ЗАДАЧА A> Как будет выглядеть отрывок из текста о событиях в Пекине, если начать со слов «Второе событие задевало», дойти до слов «зла, не убивали.» и заменить при этом «ребенка» на «мальчика»?
··· ТЕКСТ ···
28 февраля 1904 г.
Два события взволновали и русскую колонию в Пекине, и всю европейскую. Застрелился японский офицер. Мотивы этого самоубийства шли вразрез со взглядами европейцев. Японец-офицер просил разрешения отправить его в действующую армию. Он не хотел оставаться в бездействии в Пекине, когда товарищи идут в бой. Просьба его не была удовлетворена, так как японский охранный отряд, находясь в нейтральном китайском государстве, должен оставаться нейтральным. Отправка же из Китая японских офицеров на войну с Россией была бы нарушением нейтралитета. Японский офицер не признал отказа и застрелился.
Второе событие задевало все европейские отряды, хотя и было прежде всего направлено на русский охранный отряд. Несколько китайцев обратились с жалобой к своим властям на то, что русские солдаты, упражняясь в стрельбе, убили одного ребенка, а нескольких ранили. Жалобу китайцев китайское Министерство иностранных дел препроводило к русским, прося произвести расследование и наказать виновных, а также принять меры, чтобы впредь ни в чем неповинных детей, которые никому не сделали зла, не убивали.
Возможность ранения и даже застрела китайских ребятишек была вполне возможна, так как стрельбище, отведенное для практической стрельбы китайским правительством за Пекином, было вблизи китайских селений. Стрельбищное поле было обнесено валом и было общее для всех европейских отрядов, которые имели каждый свои очередные дни для практической стрельбы. Для расследования жалобы была назначена комиссия из офицеров отряда и китайцев-чиновников. Сделав опрос всех потерпевших и посетив те дома, в которых были потерпевшие, члены комиссии убедились, что дать доказательства смерти чьего-либо ребенка за указанный период времени китайцы не могли, а из представленных на осмотр потерпевших детей только у одного был найден весьма сомнительный рубец на ноге. Самое же главное обстоятельство, удостоверенное расследованием, было то, что в указанный в жалобе день русские стрелки не производили практической стрельбы, а имели занятия у себя дома, практическую же стрельбу производили в этот день американцы и немцы... Таким образом, обвинение русских стрелков было отвергнуто и жалоба признана неосновательной. Залетной пулей, конечно, была возможность ранения любопытных ребятишек, но что обвинение было предъявлено русским, в этом усматривали влияние японцев, пользующихся всеми средствами, чтобы возбудить в китайском населении враждебность к русским.
··· ЗАПИСИ НАБОРА ДАННЫХ ···
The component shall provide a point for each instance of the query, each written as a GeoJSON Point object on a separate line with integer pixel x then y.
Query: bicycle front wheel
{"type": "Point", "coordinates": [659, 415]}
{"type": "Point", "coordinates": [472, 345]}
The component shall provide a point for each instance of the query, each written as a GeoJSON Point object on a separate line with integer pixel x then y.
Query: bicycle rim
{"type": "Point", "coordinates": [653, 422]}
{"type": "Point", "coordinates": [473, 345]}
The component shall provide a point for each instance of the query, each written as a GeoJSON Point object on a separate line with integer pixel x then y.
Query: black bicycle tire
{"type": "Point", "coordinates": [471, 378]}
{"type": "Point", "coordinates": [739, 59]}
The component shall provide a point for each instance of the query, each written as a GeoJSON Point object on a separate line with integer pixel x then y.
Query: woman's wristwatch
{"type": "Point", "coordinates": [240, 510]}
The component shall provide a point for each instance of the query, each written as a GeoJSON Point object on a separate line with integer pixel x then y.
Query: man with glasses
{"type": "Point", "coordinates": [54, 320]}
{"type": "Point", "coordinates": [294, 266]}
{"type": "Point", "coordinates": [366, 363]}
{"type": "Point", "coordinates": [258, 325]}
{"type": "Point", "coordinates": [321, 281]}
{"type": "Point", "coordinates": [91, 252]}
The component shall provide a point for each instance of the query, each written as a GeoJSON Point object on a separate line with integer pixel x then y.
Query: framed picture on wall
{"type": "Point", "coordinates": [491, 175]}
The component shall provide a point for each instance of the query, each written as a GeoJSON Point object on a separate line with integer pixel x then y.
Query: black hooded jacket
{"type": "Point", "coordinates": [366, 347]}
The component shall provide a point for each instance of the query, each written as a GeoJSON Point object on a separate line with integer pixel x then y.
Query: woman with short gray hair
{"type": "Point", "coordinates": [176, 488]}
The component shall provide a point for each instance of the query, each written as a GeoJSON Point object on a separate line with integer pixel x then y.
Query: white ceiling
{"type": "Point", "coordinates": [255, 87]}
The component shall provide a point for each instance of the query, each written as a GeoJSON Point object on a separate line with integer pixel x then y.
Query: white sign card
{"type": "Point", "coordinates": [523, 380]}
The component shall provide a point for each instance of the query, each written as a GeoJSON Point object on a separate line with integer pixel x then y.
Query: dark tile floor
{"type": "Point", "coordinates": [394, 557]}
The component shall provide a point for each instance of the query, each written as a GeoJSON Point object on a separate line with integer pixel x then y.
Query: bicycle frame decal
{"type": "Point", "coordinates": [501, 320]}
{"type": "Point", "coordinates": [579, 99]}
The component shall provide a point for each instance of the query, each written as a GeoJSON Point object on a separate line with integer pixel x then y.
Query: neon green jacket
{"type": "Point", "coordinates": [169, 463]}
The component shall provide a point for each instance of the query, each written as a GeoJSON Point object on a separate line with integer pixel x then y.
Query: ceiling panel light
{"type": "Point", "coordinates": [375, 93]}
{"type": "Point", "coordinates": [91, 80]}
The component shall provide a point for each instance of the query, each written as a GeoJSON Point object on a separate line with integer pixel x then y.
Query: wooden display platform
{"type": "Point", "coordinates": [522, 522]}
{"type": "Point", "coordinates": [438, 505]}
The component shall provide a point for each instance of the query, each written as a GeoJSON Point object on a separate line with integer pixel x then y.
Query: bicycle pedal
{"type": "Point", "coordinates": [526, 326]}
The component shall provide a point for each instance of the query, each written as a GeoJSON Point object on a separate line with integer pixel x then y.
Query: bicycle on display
···
ЗАДАЧА B> В каких строках записей встречается слово «jacket»? Приведите каждую такую строку целиком.

ОЖИДАЕМЫЙ ОТВЕТ A>
Второе событие задевало все европейские отряды, хотя и было прежде всего направлено на русский охранный отряд. Несколько китайцев обратились с жалобой к своим властям на то, что русские солдаты, упражняясь в стрельбе, убили одного мальчика, а нескольких ранили. Жалобу китайцев китайское Министерство иностранных дел препроводило к русским, прося произвести расследование и наказать виновных, а также принять меры, чтобы впредь ни в чем неповинных детей, которые никому не сделали зла, не убивали.

ОЖИДАЕМЫЙ ОТВЕТ B>
Query: black hooded jacket
Query: neon green jacket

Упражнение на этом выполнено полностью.